▶ **WRITTEN EXERCISE**: Present the lines below as a Markdown table with the columns Row and Text, numbering each row and skipping any blank lines. Leave the pictures out.
— Start MATERIAL —
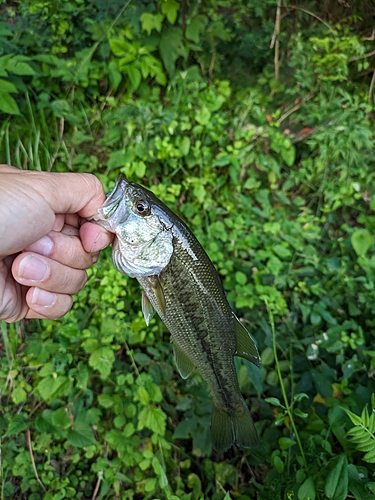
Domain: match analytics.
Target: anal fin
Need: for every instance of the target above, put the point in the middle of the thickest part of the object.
(246, 347)
(184, 365)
— End MATERIAL —
▶ **CORRECT ANSWER**:
| Row | Text |
|---|---|
| 1 | Domain: match analytics. |
| 2 | Target: anal fin |
| 3 | Need: for every instance of the target above, put the point in the middle of the thickest part of the object. |
| 4 | (246, 347) |
| 5 | (184, 365) |